• **Task to carry out**
Pull out every line in the material below that contains the word "door", treating uppercase and lowercase letters as different.

• **Dataset extract**
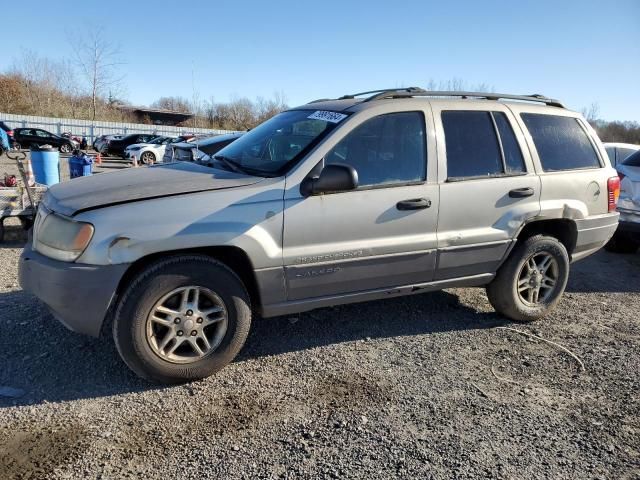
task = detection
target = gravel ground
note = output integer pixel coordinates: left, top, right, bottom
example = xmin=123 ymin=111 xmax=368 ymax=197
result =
xmin=0 ymin=154 xmax=640 ymax=480
xmin=0 ymin=229 xmax=640 ymax=480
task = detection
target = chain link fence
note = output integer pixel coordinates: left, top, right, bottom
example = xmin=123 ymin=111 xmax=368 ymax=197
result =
xmin=0 ymin=112 xmax=235 ymax=144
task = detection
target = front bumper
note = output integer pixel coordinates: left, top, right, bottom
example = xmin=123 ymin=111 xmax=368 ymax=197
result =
xmin=18 ymin=243 xmax=129 ymax=337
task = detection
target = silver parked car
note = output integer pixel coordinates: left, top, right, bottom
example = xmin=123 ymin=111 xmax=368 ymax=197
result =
xmin=20 ymin=88 xmax=619 ymax=382
xmin=603 ymin=143 xmax=640 ymax=167
xmin=162 ymin=133 xmax=243 ymax=162
xmin=605 ymin=150 xmax=640 ymax=253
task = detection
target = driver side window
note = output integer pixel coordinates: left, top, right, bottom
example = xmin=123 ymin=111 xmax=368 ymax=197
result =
xmin=325 ymin=112 xmax=427 ymax=187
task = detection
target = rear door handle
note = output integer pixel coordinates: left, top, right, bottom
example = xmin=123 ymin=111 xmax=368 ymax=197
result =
xmin=509 ymin=187 xmax=533 ymax=198
xmin=396 ymin=198 xmax=431 ymax=210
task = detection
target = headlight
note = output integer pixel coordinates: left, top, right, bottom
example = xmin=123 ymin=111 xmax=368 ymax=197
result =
xmin=33 ymin=210 xmax=94 ymax=262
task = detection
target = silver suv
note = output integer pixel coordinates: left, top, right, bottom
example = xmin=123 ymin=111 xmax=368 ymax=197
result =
xmin=20 ymin=88 xmax=619 ymax=382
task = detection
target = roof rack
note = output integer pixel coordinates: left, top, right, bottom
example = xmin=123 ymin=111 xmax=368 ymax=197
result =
xmin=339 ymin=87 xmax=565 ymax=108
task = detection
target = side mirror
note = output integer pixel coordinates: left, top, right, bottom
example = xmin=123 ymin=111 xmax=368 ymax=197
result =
xmin=300 ymin=163 xmax=358 ymax=197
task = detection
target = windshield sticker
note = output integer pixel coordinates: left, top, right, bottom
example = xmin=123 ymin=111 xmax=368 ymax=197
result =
xmin=307 ymin=110 xmax=347 ymax=123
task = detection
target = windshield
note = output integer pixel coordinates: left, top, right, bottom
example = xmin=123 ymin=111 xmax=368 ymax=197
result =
xmin=622 ymin=150 xmax=640 ymax=167
xmin=214 ymin=110 xmax=347 ymax=175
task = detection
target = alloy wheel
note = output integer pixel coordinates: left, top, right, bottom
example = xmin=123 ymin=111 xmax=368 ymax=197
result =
xmin=146 ymin=285 xmax=228 ymax=364
xmin=518 ymin=252 xmax=559 ymax=306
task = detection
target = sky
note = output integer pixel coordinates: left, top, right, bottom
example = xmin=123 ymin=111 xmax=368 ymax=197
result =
xmin=0 ymin=0 xmax=640 ymax=121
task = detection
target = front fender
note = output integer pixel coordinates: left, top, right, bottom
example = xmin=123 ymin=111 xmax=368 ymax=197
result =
xmin=76 ymin=179 xmax=284 ymax=269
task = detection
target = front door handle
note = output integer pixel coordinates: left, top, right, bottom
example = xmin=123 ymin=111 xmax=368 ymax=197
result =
xmin=509 ymin=187 xmax=533 ymax=198
xmin=396 ymin=198 xmax=431 ymax=210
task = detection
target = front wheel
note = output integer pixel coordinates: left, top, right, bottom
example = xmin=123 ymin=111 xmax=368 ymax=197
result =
xmin=487 ymin=235 xmax=569 ymax=322
xmin=140 ymin=152 xmax=156 ymax=165
xmin=113 ymin=255 xmax=251 ymax=383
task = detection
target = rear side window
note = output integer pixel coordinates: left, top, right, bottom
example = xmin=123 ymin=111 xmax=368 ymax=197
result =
xmin=622 ymin=150 xmax=640 ymax=167
xmin=442 ymin=110 xmax=525 ymax=180
xmin=325 ymin=112 xmax=427 ymax=187
xmin=618 ymin=148 xmax=637 ymax=162
xmin=521 ymin=113 xmax=601 ymax=172
xmin=604 ymin=147 xmax=616 ymax=166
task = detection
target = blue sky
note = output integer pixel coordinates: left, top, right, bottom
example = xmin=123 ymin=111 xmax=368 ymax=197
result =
xmin=0 ymin=0 xmax=640 ymax=121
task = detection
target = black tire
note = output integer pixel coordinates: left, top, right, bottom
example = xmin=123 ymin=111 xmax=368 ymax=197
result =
xmin=140 ymin=152 xmax=156 ymax=165
xmin=487 ymin=235 xmax=569 ymax=322
xmin=113 ymin=255 xmax=251 ymax=383
xmin=604 ymin=232 xmax=640 ymax=253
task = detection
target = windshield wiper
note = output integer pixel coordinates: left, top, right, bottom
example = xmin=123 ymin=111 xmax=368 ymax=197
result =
xmin=213 ymin=155 xmax=247 ymax=174
xmin=213 ymin=155 xmax=272 ymax=177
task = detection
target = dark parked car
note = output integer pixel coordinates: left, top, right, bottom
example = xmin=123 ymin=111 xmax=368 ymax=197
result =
xmin=13 ymin=128 xmax=79 ymax=153
xmin=100 ymin=133 xmax=158 ymax=158
xmin=162 ymin=133 xmax=243 ymax=162
xmin=0 ymin=122 xmax=13 ymax=141
xmin=91 ymin=135 xmax=123 ymax=152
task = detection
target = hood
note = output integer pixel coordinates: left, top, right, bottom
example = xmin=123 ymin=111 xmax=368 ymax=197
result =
xmin=43 ymin=162 xmax=263 ymax=216
xmin=125 ymin=143 xmax=149 ymax=150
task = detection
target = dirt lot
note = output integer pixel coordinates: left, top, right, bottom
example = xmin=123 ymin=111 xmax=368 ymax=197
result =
xmin=0 ymin=225 xmax=640 ymax=480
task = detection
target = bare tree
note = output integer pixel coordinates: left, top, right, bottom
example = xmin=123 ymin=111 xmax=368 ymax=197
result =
xmin=71 ymin=29 xmax=122 ymax=120
xmin=582 ymin=102 xmax=600 ymax=123
xmin=151 ymin=97 xmax=191 ymax=113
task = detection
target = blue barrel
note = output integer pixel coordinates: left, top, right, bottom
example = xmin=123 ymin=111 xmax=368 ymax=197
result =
xmin=31 ymin=147 xmax=60 ymax=187
xmin=69 ymin=154 xmax=93 ymax=178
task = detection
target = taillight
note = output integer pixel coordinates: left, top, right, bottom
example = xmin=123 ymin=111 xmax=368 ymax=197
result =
xmin=607 ymin=177 xmax=620 ymax=212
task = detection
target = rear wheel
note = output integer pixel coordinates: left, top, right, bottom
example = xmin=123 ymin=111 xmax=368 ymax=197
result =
xmin=604 ymin=232 xmax=640 ymax=253
xmin=113 ymin=255 xmax=251 ymax=383
xmin=487 ymin=235 xmax=569 ymax=322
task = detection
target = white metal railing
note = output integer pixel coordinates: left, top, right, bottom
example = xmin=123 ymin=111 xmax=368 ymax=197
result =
xmin=0 ymin=112 xmax=240 ymax=144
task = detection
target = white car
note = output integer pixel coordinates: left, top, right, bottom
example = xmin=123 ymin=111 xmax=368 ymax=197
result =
xmin=604 ymin=143 xmax=640 ymax=167
xmin=605 ymin=148 xmax=640 ymax=253
xmin=124 ymin=137 xmax=175 ymax=165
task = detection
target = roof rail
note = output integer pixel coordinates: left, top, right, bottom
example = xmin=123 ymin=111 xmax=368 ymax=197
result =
xmin=360 ymin=87 xmax=565 ymax=108
xmin=338 ymin=87 xmax=425 ymax=100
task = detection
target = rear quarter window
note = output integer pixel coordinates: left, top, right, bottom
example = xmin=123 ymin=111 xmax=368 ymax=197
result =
xmin=622 ymin=150 xmax=640 ymax=167
xmin=521 ymin=113 xmax=602 ymax=172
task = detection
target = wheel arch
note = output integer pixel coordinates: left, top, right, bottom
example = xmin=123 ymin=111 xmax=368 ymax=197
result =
xmin=101 ymin=245 xmax=262 ymax=335
xmin=515 ymin=218 xmax=578 ymax=258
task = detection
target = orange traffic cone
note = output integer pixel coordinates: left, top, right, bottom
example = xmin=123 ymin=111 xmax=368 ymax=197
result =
xmin=25 ymin=160 xmax=36 ymax=187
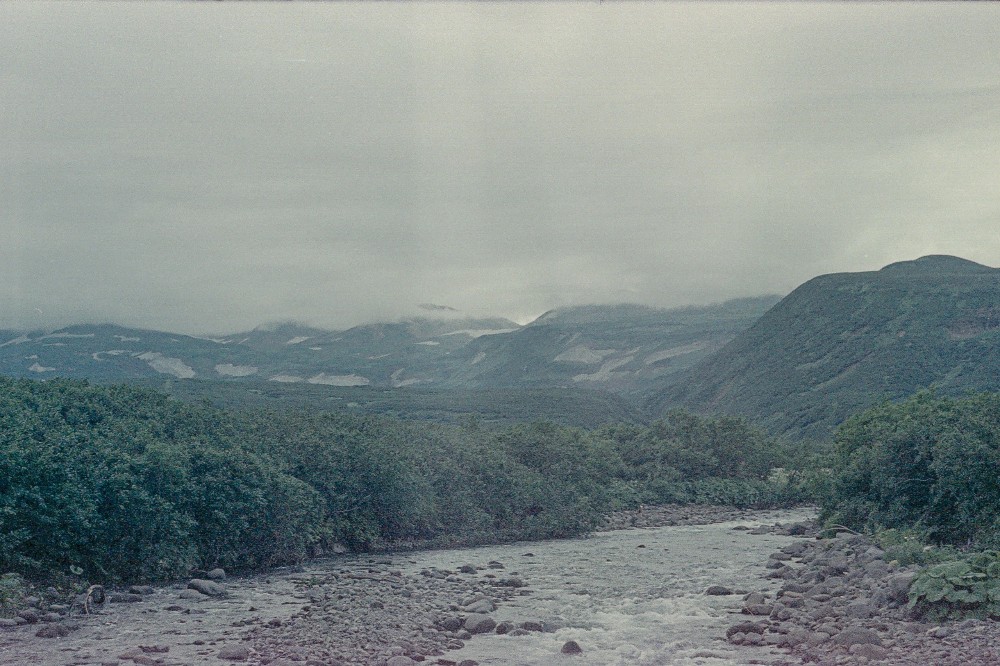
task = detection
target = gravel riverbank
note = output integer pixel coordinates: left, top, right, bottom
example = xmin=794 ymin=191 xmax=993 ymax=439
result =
xmin=727 ymin=526 xmax=1000 ymax=666
xmin=21 ymin=507 xmax=1000 ymax=666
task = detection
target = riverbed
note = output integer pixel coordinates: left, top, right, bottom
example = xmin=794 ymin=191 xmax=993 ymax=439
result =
xmin=0 ymin=510 xmax=812 ymax=666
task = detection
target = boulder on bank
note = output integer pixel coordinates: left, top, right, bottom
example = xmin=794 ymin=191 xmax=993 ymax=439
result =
xmin=188 ymin=578 xmax=226 ymax=597
xmin=465 ymin=613 xmax=497 ymax=634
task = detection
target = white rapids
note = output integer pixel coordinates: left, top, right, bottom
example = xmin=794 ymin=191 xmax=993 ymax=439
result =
xmin=394 ymin=510 xmax=814 ymax=666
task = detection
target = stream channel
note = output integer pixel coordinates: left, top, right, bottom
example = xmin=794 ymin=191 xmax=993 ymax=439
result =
xmin=0 ymin=509 xmax=814 ymax=666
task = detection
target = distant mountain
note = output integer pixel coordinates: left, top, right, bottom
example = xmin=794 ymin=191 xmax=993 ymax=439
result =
xmin=649 ymin=255 xmax=1000 ymax=438
xmin=446 ymin=296 xmax=779 ymax=394
xmin=0 ymin=319 xmax=517 ymax=387
xmin=0 ymin=296 xmax=778 ymax=394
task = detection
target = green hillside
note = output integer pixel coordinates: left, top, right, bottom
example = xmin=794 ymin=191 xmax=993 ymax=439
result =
xmin=134 ymin=379 xmax=642 ymax=428
xmin=649 ymin=255 xmax=1000 ymax=439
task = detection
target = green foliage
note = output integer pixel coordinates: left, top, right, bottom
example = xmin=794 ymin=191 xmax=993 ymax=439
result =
xmin=650 ymin=257 xmax=1000 ymax=439
xmin=0 ymin=573 xmax=30 ymax=617
xmin=873 ymin=528 xmax=961 ymax=566
xmin=0 ymin=378 xmax=794 ymax=582
xmin=823 ymin=392 xmax=1000 ymax=545
xmin=909 ymin=551 xmax=1000 ymax=619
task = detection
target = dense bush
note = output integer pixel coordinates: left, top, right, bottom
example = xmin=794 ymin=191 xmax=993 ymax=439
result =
xmin=824 ymin=392 xmax=1000 ymax=546
xmin=0 ymin=378 xmax=788 ymax=581
xmin=909 ymin=552 xmax=1000 ymax=620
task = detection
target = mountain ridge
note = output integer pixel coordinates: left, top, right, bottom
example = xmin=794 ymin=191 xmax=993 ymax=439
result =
xmin=648 ymin=255 xmax=1000 ymax=439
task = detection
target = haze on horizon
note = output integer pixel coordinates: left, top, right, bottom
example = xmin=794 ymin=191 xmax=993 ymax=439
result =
xmin=0 ymin=2 xmax=1000 ymax=333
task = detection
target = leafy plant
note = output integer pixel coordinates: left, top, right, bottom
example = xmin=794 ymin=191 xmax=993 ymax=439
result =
xmin=909 ymin=551 xmax=1000 ymax=619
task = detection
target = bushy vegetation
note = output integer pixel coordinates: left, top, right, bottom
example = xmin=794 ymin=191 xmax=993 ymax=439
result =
xmin=909 ymin=551 xmax=1000 ymax=620
xmin=824 ymin=392 xmax=1000 ymax=548
xmin=651 ymin=257 xmax=1000 ymax=440
xmin=0 ymin=378 xmax=788 ymax=582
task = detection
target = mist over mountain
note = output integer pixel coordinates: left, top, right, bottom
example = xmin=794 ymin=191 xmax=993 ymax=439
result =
xmin=0 ymin=296 xmax=778 ymax=393
xmin=650 ymin=255 xmax=1000 ymax=438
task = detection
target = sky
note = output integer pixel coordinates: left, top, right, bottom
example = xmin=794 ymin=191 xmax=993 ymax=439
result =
xmin=0 ymin=2 xmax=1000 ymax=334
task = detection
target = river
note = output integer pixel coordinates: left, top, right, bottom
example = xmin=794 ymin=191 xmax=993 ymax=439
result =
xmin=398 ymin=510 xmax=814 ymax=666
xmin=0 ymin=510 xmax=813 ymax=666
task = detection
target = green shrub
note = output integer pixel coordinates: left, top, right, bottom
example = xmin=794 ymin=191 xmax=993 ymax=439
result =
xmin=823 ymin=392 xmax=1000 ymax=545
xmin=909 ymin=551 xmax=1000 ymax=620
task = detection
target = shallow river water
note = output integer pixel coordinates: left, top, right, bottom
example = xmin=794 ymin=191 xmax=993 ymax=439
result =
xmin=398 ymin=510 xmax=814 ymax=666
xmin=0 ymin=510 xmax=812 ymax=666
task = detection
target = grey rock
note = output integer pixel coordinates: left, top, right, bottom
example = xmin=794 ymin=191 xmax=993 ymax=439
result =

• **Problem solution**
target = rear door handle
target = front door handle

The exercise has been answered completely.